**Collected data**
════════
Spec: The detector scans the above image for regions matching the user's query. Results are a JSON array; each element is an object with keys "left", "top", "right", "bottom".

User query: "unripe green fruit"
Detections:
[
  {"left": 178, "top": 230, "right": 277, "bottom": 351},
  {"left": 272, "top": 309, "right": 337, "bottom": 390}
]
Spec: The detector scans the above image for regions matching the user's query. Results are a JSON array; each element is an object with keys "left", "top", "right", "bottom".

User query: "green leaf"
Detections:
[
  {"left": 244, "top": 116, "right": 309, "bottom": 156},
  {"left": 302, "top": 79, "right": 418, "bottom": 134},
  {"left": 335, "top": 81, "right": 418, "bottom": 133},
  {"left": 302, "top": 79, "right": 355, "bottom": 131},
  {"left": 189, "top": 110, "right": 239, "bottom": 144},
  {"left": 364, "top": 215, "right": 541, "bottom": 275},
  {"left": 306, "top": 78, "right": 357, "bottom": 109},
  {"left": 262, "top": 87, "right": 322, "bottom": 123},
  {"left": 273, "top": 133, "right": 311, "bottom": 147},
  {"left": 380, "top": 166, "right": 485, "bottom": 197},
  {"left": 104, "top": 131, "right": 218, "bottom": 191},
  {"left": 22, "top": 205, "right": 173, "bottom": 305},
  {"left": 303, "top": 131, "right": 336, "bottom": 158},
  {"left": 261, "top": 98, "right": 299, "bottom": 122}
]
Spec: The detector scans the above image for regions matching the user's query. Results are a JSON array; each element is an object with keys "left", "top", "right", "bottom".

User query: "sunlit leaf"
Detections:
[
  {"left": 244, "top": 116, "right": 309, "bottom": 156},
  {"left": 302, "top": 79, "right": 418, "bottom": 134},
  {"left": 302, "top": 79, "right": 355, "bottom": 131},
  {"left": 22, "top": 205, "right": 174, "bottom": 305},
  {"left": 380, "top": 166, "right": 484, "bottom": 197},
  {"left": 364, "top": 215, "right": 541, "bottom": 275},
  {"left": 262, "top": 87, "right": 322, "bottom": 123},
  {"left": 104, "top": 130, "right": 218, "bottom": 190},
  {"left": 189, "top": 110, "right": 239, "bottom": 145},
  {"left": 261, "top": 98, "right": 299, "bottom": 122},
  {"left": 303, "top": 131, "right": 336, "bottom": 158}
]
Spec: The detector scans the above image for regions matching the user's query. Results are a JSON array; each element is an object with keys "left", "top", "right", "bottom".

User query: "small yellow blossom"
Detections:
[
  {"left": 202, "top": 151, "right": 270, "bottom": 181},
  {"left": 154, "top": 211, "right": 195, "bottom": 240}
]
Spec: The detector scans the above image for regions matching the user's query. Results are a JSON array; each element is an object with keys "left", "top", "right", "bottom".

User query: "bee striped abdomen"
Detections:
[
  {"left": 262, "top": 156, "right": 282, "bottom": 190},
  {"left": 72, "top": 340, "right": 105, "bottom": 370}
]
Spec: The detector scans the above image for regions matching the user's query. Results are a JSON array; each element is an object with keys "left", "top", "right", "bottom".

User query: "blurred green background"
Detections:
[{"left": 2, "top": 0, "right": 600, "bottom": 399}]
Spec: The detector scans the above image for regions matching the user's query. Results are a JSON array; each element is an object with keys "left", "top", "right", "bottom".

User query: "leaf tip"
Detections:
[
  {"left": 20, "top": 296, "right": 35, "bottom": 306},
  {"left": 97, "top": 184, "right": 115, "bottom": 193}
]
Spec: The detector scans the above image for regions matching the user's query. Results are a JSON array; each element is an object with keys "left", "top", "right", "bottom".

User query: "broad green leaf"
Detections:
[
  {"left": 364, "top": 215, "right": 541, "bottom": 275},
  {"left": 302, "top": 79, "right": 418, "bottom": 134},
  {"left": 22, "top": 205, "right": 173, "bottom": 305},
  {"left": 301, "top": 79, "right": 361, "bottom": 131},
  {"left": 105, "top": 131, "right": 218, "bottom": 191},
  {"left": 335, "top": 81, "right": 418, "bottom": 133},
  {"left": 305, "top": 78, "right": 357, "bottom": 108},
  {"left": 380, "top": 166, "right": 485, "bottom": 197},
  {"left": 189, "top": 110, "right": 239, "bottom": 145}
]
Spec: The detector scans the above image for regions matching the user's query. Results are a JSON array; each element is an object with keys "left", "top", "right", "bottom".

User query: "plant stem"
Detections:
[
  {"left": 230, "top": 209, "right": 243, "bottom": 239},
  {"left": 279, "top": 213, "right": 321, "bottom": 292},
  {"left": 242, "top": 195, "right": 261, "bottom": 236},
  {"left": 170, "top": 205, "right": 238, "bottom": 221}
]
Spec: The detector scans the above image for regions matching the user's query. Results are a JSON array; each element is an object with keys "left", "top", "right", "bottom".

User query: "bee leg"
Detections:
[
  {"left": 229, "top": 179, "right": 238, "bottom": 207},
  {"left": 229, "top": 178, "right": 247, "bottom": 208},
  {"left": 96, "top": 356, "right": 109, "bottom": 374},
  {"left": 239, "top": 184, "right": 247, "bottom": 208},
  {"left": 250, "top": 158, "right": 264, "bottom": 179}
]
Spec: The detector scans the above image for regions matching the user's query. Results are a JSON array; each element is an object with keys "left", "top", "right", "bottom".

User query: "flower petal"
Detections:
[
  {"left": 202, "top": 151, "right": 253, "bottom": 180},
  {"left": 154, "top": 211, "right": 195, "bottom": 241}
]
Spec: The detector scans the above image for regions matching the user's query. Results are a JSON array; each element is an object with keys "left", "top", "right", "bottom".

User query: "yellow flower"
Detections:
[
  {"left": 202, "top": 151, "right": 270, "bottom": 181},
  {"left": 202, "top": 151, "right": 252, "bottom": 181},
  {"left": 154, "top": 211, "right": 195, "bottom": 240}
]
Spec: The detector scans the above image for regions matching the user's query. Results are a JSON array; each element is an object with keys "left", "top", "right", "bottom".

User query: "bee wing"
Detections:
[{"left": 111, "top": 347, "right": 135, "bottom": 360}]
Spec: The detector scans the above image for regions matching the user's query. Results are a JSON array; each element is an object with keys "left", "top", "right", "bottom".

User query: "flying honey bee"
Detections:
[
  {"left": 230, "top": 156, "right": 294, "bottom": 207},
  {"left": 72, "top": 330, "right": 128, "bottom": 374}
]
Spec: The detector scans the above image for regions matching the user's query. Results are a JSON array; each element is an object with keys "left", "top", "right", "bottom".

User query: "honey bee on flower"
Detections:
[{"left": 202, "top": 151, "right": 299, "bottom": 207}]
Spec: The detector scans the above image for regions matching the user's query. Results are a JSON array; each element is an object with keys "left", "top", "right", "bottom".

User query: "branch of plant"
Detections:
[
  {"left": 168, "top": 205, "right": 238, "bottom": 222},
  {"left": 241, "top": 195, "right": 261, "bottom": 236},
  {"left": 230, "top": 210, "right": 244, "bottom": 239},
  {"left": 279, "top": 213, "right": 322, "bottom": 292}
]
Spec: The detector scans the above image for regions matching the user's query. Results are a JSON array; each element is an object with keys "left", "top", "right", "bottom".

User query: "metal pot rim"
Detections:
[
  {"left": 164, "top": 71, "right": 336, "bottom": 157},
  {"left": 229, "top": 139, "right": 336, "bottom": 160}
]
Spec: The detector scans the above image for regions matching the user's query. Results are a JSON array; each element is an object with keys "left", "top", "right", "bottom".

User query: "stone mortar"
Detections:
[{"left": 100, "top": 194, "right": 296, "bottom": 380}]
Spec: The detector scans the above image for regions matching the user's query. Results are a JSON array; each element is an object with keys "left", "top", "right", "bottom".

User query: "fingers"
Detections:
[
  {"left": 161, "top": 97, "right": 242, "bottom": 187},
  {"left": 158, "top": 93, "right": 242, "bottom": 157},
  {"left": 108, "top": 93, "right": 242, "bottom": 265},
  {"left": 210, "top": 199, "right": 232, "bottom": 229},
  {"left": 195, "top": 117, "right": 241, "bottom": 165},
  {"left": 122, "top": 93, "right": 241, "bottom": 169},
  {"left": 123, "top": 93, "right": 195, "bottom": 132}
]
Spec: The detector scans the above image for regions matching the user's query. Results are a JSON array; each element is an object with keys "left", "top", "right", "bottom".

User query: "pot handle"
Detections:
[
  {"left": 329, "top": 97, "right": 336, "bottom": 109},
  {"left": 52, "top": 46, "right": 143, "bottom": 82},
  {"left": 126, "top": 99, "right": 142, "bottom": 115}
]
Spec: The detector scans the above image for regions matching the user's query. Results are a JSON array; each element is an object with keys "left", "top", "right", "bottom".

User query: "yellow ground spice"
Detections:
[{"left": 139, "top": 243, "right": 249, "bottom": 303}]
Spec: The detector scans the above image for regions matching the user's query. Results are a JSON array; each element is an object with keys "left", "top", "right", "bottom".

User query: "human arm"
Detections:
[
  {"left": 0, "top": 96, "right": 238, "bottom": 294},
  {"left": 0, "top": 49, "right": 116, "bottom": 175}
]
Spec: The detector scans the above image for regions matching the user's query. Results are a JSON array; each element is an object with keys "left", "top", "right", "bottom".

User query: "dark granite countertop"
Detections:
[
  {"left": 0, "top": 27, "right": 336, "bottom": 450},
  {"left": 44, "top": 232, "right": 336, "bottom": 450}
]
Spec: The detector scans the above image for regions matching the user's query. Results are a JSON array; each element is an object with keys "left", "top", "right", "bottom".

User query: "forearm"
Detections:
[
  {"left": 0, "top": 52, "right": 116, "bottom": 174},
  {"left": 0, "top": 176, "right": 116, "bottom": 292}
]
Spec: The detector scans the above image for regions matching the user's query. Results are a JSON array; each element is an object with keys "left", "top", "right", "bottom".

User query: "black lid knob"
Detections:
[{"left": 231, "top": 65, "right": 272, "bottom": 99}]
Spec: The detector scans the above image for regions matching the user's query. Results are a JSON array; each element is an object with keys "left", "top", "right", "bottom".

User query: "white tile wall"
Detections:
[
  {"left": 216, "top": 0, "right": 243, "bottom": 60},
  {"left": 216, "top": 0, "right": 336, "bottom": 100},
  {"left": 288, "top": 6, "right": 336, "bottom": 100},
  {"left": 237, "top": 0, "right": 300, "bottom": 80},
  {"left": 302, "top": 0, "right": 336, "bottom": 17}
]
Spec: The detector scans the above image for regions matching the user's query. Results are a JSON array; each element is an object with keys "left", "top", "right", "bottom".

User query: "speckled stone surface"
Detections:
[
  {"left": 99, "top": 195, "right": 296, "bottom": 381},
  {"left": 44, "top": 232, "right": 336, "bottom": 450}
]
════════
**Work required**
Across the records, count the lines that contain the word "green" and give that figure alone.

**Response for this exercise**
4